TASKS FOR THIS EXERCISE »
1. In the forum post about cooking, until about what age was one poster the pickiest eater ever?
2. From the forum post about cooking, reproduce the part that opens with the words containing "This is a wake" and closes with "of exotic ingredients.".
3. Write what comes next in the forum post about cooking, picking up after its last sentence.

TEXT PROVIDED »
──────────────────────────────

Anonymous wrote:
Anonymous wrote:OP, your kids will be fine. I was the pickiest eater ever until about age 10...and now I eat pretty much any cuisine.
This is a wake up call, though, to expand your cooking repertoire and keep a broader variety of ingredients on-hand once we resume something closer to normal life. I'm Asian-American, so my spice cabinet is more varied than average, I'm guessing...but I tend to have the spices available for a pretty broad variety of cuisines. I generally avoid more complicated dishes of cuisines I'm less familiar with, but I try to mimic the spice profiles. It's an easy way to create variety without needing a lot of exotic ingredients.
Stocking up a little is a good idea and it might give me a few more options. But, I'm in pretty decent shape with spices. I don't have any meat (other then frozen beyond meat "sausage") and I have very few vegetables. That makes it hard to do much and my attempts at resupply have so far been unsuccessful.

──────────────────────────────

EXTRACTED ENTRIES »
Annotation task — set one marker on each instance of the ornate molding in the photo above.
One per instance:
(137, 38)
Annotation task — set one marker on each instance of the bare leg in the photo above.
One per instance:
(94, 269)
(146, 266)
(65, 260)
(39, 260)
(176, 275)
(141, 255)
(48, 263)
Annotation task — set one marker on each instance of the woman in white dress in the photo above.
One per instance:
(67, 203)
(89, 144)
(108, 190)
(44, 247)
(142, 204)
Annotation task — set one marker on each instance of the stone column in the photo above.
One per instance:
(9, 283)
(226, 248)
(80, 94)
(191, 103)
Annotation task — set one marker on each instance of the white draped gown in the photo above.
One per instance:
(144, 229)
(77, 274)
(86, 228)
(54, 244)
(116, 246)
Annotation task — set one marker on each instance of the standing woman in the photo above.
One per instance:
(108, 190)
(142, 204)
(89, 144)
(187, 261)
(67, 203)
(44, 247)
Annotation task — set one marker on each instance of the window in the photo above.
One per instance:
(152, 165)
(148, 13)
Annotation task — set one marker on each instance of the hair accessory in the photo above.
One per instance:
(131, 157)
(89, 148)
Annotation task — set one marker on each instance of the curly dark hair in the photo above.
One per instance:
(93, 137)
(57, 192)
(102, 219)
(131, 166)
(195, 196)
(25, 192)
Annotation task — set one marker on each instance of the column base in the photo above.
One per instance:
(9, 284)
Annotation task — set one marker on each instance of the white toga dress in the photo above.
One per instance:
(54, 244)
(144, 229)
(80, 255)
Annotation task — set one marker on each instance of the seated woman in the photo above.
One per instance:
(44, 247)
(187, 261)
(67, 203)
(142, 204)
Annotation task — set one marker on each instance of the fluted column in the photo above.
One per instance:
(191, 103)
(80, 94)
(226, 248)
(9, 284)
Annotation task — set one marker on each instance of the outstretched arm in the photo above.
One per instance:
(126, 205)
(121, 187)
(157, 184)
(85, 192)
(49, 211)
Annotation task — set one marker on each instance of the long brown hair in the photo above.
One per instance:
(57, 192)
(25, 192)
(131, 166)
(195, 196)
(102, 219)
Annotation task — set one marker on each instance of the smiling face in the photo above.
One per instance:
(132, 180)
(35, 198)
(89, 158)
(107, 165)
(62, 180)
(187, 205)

──────────────────────────────

EXERCISE ANSWERS »
1. Until about age 10.

2.
This is a wake up call, though, to expand your cooking repertoire and keep a broader variety of ingredients on-hand once we resume something closer to normal life. I'm Asian-American, so my spice cabinet is more varied than average, I'm guessing...but I tend to have the spices available for a pretty broad variety of cuisines. I generally avoid more complicated dishes of cuisines I'm less familiar with, but I try to mimic the spice profiles. It's an easy way to create variety without needing a lot of exotic ingredients.

3.
Before we ran low, I was doing a decent job of making real meals some of the time. I made a Paella and Japanese curry soup, for example. I can make chili and the like, and I am supposed to get some tofu soon, so that will open up a few other options.
But, since I've got enough food overall, including protein with beans, cheese and hopefully tofu, I'm not inclined to take the added risk of shopping.
OP, you don’t need meat or a lot of ingredients to make “adventurous” food. I’m East Asian and we don’t have a lot of meat and ate the same vegetables often. I don’t know what you have, but here are some dishes that require very few ingredients:
-fresh rice with butter, soy, sesame, or rice with PB. Use leftover rice for rice balls with any filling or fried rice.
-any Asian or pasta noodle in a peanut sauce, or broth, or cooked and then pan fried
-any broth with spices and whatever you have in the fridge and freezer - vegetables, wontons, dumplings, frozen seafood, coconut milk
The point is, your take on “adventurous” or “ethnic” food is pretty privileged and insulting for those of us who grew up with those foods. My mom often made a huge pot of miso soup or stew and we would eat that with rice for 2-3 days. And now you’re here whining about how you’ve made paella, but good thing you’ve got tofu coming, so your kids can continue to cultivate their palate!